§ **Task item**:
Copy each line of the following data that contains "distant".

§ **Entries provided**:

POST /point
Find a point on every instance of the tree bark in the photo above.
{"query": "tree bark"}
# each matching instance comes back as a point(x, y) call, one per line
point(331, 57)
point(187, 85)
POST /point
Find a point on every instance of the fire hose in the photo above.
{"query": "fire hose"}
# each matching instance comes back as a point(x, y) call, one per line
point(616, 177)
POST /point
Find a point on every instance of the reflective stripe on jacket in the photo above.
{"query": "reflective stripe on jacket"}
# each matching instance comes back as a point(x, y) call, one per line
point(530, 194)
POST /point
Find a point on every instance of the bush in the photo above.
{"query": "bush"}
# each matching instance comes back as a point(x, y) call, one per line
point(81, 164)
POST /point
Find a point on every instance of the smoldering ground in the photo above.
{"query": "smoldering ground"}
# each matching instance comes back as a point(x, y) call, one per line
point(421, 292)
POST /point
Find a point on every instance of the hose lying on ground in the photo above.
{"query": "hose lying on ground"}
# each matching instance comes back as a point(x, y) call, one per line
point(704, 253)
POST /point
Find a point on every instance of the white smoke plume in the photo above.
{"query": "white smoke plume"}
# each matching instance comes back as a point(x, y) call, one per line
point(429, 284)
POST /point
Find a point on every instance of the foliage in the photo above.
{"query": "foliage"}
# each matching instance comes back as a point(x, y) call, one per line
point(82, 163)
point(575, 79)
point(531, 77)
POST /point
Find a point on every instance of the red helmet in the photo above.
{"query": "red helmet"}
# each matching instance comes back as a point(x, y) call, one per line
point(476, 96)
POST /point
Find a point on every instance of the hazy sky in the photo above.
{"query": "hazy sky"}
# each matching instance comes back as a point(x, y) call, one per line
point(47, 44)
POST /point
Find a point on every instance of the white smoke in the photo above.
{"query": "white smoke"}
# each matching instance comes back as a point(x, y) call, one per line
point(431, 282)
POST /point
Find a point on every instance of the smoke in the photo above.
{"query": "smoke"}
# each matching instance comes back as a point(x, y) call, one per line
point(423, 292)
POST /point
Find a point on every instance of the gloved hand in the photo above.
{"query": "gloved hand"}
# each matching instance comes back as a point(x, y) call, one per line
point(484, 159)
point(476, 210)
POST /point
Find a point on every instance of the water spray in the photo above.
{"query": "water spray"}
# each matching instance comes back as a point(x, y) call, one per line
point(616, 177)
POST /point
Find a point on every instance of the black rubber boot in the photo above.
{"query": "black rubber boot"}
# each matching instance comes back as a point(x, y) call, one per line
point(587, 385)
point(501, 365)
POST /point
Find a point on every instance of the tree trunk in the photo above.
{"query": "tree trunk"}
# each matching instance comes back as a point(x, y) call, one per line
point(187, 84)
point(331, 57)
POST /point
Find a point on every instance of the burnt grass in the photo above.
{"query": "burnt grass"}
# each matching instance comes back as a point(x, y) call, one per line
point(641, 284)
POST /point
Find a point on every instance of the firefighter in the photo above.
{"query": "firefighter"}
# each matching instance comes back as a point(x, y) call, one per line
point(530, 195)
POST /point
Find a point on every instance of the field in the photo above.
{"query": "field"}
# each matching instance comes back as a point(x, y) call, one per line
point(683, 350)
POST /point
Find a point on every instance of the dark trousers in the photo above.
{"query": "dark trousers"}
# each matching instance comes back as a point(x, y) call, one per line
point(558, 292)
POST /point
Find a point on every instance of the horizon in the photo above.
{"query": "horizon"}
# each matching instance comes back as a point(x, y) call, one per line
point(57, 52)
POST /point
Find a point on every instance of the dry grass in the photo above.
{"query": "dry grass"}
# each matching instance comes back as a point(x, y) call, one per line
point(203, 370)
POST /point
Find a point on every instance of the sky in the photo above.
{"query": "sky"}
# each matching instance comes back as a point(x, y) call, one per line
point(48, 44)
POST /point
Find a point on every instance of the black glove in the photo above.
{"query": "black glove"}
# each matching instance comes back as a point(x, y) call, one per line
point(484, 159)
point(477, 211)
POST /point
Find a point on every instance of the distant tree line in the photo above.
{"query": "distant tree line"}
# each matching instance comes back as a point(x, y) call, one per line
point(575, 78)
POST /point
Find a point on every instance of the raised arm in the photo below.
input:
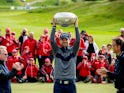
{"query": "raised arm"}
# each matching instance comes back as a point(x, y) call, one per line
point(77, 42)
point(52, 38)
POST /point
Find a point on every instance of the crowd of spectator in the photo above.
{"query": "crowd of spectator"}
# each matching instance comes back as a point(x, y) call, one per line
point(27, 50)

§ **Answer space**:
Find a point on every instance of the distant tree line in the photo above.
{"query": "distant tree line"}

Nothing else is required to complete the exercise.